■ EXERCISES:
1. Answer these questions using the article on chipmaking lithography:
(a) According to the article, what wavelength is extreme ultraviolet lithography around?
(b) What two EUV challenges does Bohr name?
(c) According to Segars, how many wafers an hour must a fab build to run economically?
2. Return the passage of the article on chipmaking lithography between "Going extreme –" and "material or not.", inclusive.
3. Extend the article on chipmaking lithography, continuing past its final sentence.

Such a relatively straightforward coating process would have the added benefit of keeping incremental costs-per-chip low. "So it's not going to be a major cost increase," he said – but then added: "But it will increase somewhat the cost and complexity of what we do, but that's kind of name of the game for the past ten years."
Transistor structures might change, as well, as they have with Intel's tri-gate technology. But as to what those changes might be, no one was talking. "There are lots of thiings on the drawing board," Borkar said. "It is not very clear what the winner is. It's real early."
Bohr agreed. "We are clearly in an era now where we have to be almost continually changing, improving, inventing new materials and new transistor structures. I think you'll see more of that in coming generations."
Going extreme – maybe
But no matter what materials are used to increase electron mobility and reduce leakage, there remains the problem of using photolithography to etch the transistors into the silicon – whther it's coated with a III-V material or not.
As Borkar explained, "As far as the lithography is concerned, the limit is 190nm light, right?" The 90nm light he was referring to is in the ultraviolet range. The next step, however, is extreme ultraviolet lithography, known in the trade as EUV – which is around 13-13.5nm.
"The next is 13, and there is nothing else in sight," Borkar said.
But EUV – the next Holy Grail of chipbaking technology – is proving elusive. "EUV has several challenges," Bohr told us. One of those challenges is to create the reflective masks needed for EUV. "The other challenge," Bohr said, "is coming up with a high-intensity light source that has enough photons to expose the photoresist that you want – enough photons at the appropriate wavelengths, at the EUV wavelengths."
When we asked Bohr about the high power-consumption levels of EUV technology – a difficulty noted by others – he said "I'm not sure that's such a big deal. The industry is trying to develop a high-intensity light source, and you might measure that in power – how many watts of output does it have – and trying to achieve higher power levels is what we're actually trying to do. Just because the machine consumes 100 watts or 200 watts or whatever, I don't think that's a major problem."
There does remains one other big problem, he said. "It's getting enough intensity so you can expose the wafer quickly and get good throughput from the machine" – which is what Simon Segars of ARM's Physical IP Division was talking about at this year's Hot Chips conference when he said , "To have a fab running economically, you need to build about two to three hundred wafers an hour. EUV machines today can do about five."
As process dimensions drop to 20nm and below, 190nm lithography is resorting to doubling up the light-guiding masks. When we asked Borkar if it would be possible to etch even smaller features with multiple masks, he said it would be possible, but expensive. "Hey, it's an act of desperation, but you gotta continue this going," he said. "We'll try hard – there is no stone that's not unturned. You've got to dig them up."
But should EUV become an affordable reality – and that remains a big "but" – it'll be clear sailing for a while, at least in terms of lithography. "Just imagine," Borkar said, "now with 190, 191, 192 nanometer light, I'm going down to 32 nanometers. In a breeze. So with 13 nanometers I can go down to a couple of nanometers, right?"
When we reminded him that at a "couple of nanometers" process size, he would be, as Bohr likes to say, "running out of atoms," Borkar just smiled. "I'll let the next generation figure that one out," he said.
As might be guessed, microprocessor architect Pawlowski was more interested in having the "process guys" hand him highly efficient chips than in exactly what materials wizardry they might use to stay on that ever-shrinking ramp.

■ Collected data entries:
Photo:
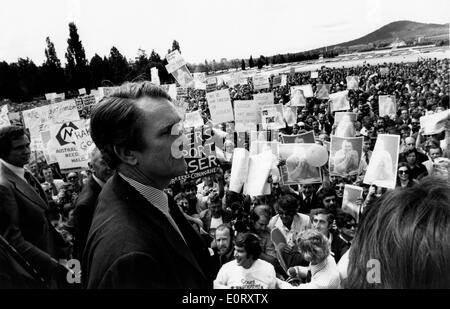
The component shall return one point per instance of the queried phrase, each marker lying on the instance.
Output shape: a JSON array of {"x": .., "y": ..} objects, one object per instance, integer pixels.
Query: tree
[
  {"x": 176, "y": 45},
  {"x": 52, "y": 73},
  {"x": 118, "y": 65},
  {"x": 78, "y": 73}
]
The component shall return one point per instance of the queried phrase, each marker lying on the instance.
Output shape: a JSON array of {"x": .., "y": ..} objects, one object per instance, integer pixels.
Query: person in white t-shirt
[{"x": 246, "y": 271}]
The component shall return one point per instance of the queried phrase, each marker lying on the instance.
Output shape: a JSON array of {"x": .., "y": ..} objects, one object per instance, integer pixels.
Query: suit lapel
[
  {"x": 157, "y": 218},
  {"x": 24, "y": 188}
]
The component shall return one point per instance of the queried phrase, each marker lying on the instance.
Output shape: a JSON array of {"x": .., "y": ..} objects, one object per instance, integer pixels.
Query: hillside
[{"x": 402, "y": 30}]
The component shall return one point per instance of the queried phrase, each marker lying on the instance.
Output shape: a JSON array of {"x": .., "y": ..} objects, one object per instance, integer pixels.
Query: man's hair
[
  {"x": 314, "y": 243},
  {"x": 408, "y": 232},
  {"x": 323, "y": 211},
  {"x": 117, "y": 120},
  {"x": 7, "y": 135},
  {"x": 250, "y": 243}
]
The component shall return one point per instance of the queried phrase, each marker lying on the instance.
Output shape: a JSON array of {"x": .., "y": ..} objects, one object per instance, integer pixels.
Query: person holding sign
[{"x": 139, "y": 238}]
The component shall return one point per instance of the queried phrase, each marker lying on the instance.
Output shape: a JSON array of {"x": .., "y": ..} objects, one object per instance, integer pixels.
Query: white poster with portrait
[{"x": 382, "y": 169}]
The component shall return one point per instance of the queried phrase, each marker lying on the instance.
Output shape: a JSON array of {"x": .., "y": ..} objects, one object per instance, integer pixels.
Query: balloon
[{"x": 317, "y": 155}]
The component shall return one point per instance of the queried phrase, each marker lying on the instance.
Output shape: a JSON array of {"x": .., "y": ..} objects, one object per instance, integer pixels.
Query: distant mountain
[{"x": 403, "y": 30}]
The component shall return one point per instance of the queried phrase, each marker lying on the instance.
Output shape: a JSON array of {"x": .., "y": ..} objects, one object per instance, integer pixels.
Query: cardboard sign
[
  {"x": 245, "y": 116},
  {"x": 307, "y": 90},
  {"x": 4, "y": 120},
  {"x": 323, "y": 91},
  {"x": 387, "y": 105},
  {"x": 260, "y": 81},
  {"x": 339, "y": 101},
  {"x": 219, "y": 103}
]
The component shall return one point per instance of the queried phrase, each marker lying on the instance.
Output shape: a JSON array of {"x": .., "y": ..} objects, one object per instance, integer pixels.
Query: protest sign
[
  {"x": 434, "y": 123},
  {"x": 297, "y": 97},
  {"x": 307, "y": 90},
  {"x": 295, "y": 168},
  {"x": 339, "y": 101},
  {"x": 219, "y": 104},
  {"x": 345, "y": 155},
  {"x": 193, "y": 119},
  {"x": 260, "y": 81},
  {"x": 40, "y": 118},
  {"x": 199, "y": 153},
  {"x": 387, "y": 105},
  {"x": 382, "y": 169},
  {"x": 323, "y": 91},
  {"x": 272, "y": 117},
  {"x": 352, "y": 82},
  {"x": 211, "y": 84},
  {"x": 276, "y": 81},
  {"x": 155, "y": 76},
  {"x": 4, "y": 119},
  {"x": 245, "y": 115},
  {"x": 350, "y": 198},
  {"x": 307, "y": 137},
  {"x": 62, "y": 145}
]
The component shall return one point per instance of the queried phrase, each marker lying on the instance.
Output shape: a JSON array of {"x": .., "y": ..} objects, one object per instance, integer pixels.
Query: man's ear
[{"x": 125, "y": 155}]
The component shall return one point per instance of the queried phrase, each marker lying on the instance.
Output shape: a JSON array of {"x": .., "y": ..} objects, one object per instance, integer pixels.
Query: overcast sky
[{"x": 205, "y": 29}]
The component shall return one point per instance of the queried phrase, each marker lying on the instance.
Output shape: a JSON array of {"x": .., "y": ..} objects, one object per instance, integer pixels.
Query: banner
[
  {"x": 219, "y": 104},
  {"x": 155, "y": 76},
  {"x": 260, "y": 81},
  {"x": 200, "y": 155},
  {"x": 352, "y": 82},
  {"x": 245, "y": 116},
  {"x": 323, "y": 91},
  {"x": 339, "y": 101},
  {"x": 297, "y": 97},
  {"x": 4, "y": 120},
  {"x": 272, "y": 117},
  {"x": 40, "y": 118},
  {"x": 387, "y": 105},
  {"x": 307, "y": 90},
  {"x": 193, "y": 119}
]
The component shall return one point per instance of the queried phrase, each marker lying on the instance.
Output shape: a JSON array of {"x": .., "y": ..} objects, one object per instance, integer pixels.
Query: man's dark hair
[
  {"x": 117, "y": 120},
  {"x": 250, "y": 243},
  {"x": 7, "y": 135}
]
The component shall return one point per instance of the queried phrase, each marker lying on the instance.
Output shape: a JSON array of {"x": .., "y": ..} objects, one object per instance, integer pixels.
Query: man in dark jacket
[{"x": 139, "y": 238}]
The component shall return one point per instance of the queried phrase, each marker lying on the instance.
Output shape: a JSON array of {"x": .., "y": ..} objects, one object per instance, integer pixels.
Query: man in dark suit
[
  {"x": 139, "y": 238},
  {"x": 86, "y": 201},
  {"x": 24, "y": 208}
]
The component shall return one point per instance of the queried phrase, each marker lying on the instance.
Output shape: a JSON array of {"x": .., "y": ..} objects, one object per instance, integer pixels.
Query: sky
[{"x": 205, "y": 29}]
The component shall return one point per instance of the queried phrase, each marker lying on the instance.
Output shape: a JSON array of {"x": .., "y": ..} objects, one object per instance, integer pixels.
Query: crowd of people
[{"x": 129, "y": 226}]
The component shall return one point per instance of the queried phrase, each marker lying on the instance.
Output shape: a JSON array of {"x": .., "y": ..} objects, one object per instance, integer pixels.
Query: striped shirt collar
[{"x": 155, "y": 196}]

■ ANSWER LIST:
1.
(a) Around 13-13.5nm.
(b) Creating the reflective masks needed for EUV, and coming up with a high-intensity light source that has enough photons at the EUV wavelengths to expose the photoresist.
(c) About two to three hundred wafers an hour.

2.
Going extreme – maybe
But no matter what materials are used to increase electron mobility and reduce leakage, there remains the problem of using photolithography to etch the transistors into the silicon – whther it's coated with a III-V material or not.

3.
Computational efficiency is on Pawlowski's mind, and it's core to the exascale initiative that Intel is conducting with the US and foreign governments. He even suggested that we do a bit of background reading on that topic: an article  in the July/September issue of the IEEE Annals of the History of Computing by Stanford University's Jonathan Koomey  and others entitled "Implications of Historical Trends in the Electrical Efficiency of Computing".
"What they're looking at is computational efficiency and how that's evolved since 1946 up to 2009," he said about the article. "And they've basically shown that it's followed a Moore's law, in that the improvement of flops-per-watt has basically doubled every 1.5 to 1.6 years. We've actually seen that before, but these guys formulated it and put it in a paper."
Following that trendline to its logical conclusion, Pawlowski said, "We went to the US government and said 'By the time you get to exascale, these are going to be 150-watt machines – is that what you want?' And they said, 'No, we need to have something at about 20 watts'."
Problem. To reach that low-power requirement would require architectures that use only about three picojoules per flop (floating point operation). A picojoule, by the way, is one million-millionth of a joule (10-12; if you're sitting quietly at rest, you emanate about 100 joules of heat energy every second.
Translation: a picojoule is a very, very small amount of energy.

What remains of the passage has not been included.